## Short problem A
Answer these questions from the book review below, one line each, marked (i), (ii), (iii):
(i) What does the frontispiece of the book show?
(ii) What word does the book use to describe itself?
(iii) How many pivotal questions does Martin list in the first two key chapters?
## Short problem B
Please say whether each statement agrees with the book review below, answering yes or no and quoting the words of the review that decide it:
(i) The reviewer considers the book suitable for skimming.
(ii) Martin quotes some Jesuits from the reviewer's side of the world.
(iii) Martin opens the book by distinguishing between religion, spirituality and Ignatian spirituality.
## Short problem C
Continue the book review below, beginning after its final sentence.

## Text passage
____

The Jesuit Guide to (Almost) Everything: A Spirituality for Real Life
James Martin SJ
The Jesuit Guide to (Almost) Everything. What a great title! The quirky name promised many pages of enjoyable reading. The frontispiece of the book only strengthened my favourable first impression: a beautiful pencil drawing of St Ignatius praying above the rooftops of Rome is executed with such gentleness that the Jesuit founder appears as a live human being, rather than as a stylised work of art, as is the fate of so many great saints.
The Jesuit Guide to (Almost) Everything describes itself as ‘user-friendly’. That is an understatement. James Martin SJ writes in a direct, conversational, highly personal tone, using uncomplicated language to convey profound concepts and reflections. His refreshing honesty makes the book acceptable to the merely curious and the searcher, to the non-Christian and the Christian, the atheist and the deeply-committed. He does not take belief for granted and is not simplistic in his explanations. Each chapter, although sequential, is also stand-alone. As such, The Jesuit Guide to (Almost) Everything is not for skimming. One cannot devour several chapters in one sitting because Martin uses many thought-provoking anecdotes, often drawn from his own life, and asks challenging questions which require a reflective answer.
This book is ‘a good read’. However, it is also one to keep and to recommend to others, especially for use in spiritual direction. It is valuable, both, for Formators and for those in Formation, inside or outside an Ignatian milieu. An interesting point for readers in Britain is that Martin quotes some of the Jesuits on this side of the world, priests who are already very familiar Spiritual Directors, retreat givers and writers. This adds a pleasant ‘homeliness’ to a work that has an amazing versatility and universality of approach and application.
Setting the scene: Religion, Spirituality and Big Questions
Sensibly, because The Jesuit Guide to (Almost) Everything is about Jesuit spirituality, Martin opens the book by differentiating between religion, spirituality and Ignatian spirituality. This is a valuable launching pad, especially in view of those who speak about being ‘spiritual’ but not ‘religious’. In the first two key chapters, he lists ten pivotal questions which he describes as ‘proper to Ignatian spirituality’, but which others might simply call ‘The Big Questions’ concerning direction, motivation, suffering, prayer and God. Inevitably, Martin summarises their answers as ‘finding God in all things’ and ‘being a contemplative in action’.

____

## Dataset excerpt
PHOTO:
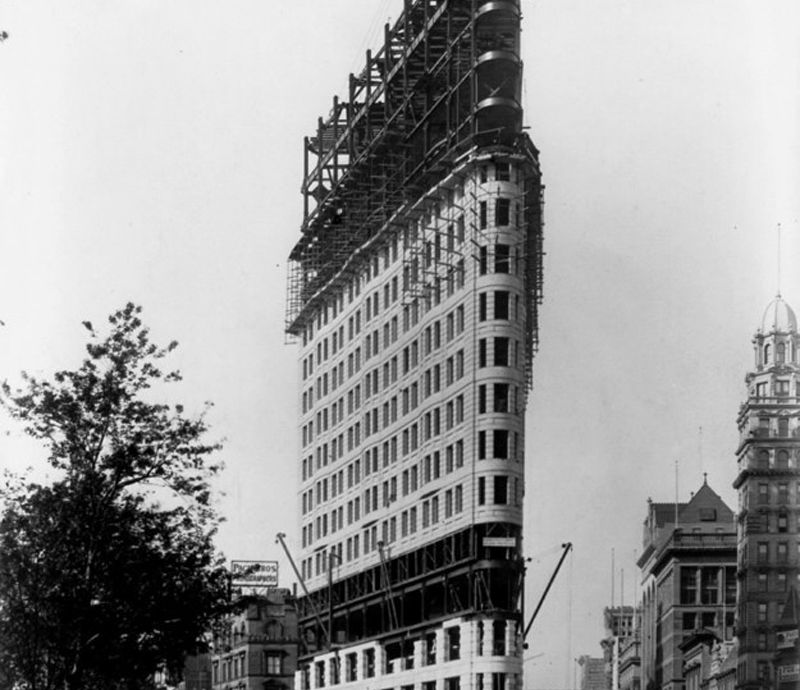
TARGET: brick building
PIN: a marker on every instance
(413, 296)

____

## Final answer A
(i) A beautiful pencil drawing of St Ignatius praying above the rooftops of Rome.
(ii) 'User-friendly'.
(iii) Ten.

## Final answer B
(i) No: "The Jesuit Guide to (Almost) Everything is not for skimming."
(ii) Yes: "Martin quotes some of the Jesuits on this side of the world"
(iii) Yes: "Martin opens the book by differentiating between religion, spirituality and Ignatian spirituality."

## Final answer C
These two fundamentals form the basis for the rest of the book, concretised within the life, experience and thought of Ignatius and his followers, past and present. This practical application of profound concepts to the lived experiences of real people is a particular strength of this book. Martin uses true stories to demonstrate that there are many different paths to God, who makes himself known as ‘the God of Surprises’, who stimulates an ever deeper desire which longs for fulfilment.
What do you want?
The next four chapters form a cohesive unit whilst dealing with three very different themes. ‘What do you want?’ offers a beautiful and very clear explanation of the way in which God works through our deepest and sometimes unspoken desires in order to awaken our hearts to spiritual realities: ‘Recognising our desires means recognising God’s desires for us.’ Martin takes the reader through several different types of experience – vulnerability, clarity, desire for holiness, etc – to show that God meets us where we are, ‘because God is ready now.’
‘Beautiful Yesterdays’ is an excellent introduction to the Examen, which Martin describes as ‘Finding God and letting God find you’. ‘You become more aware of where God was and where God is… Finding God by looking behind you makes it easier to see God right in front of you.’
‘Beginning to Pray’ leads on naturally from the Examen, because it asks the important question, ‘What happens when you close your eyes?’ Using his own fumbling steps as he learned to pray as a Jesuit novice, Martin demonstrates clearly that learning to pray is not like flicking a switch to achieve enlightenment, but is the start of a relationship.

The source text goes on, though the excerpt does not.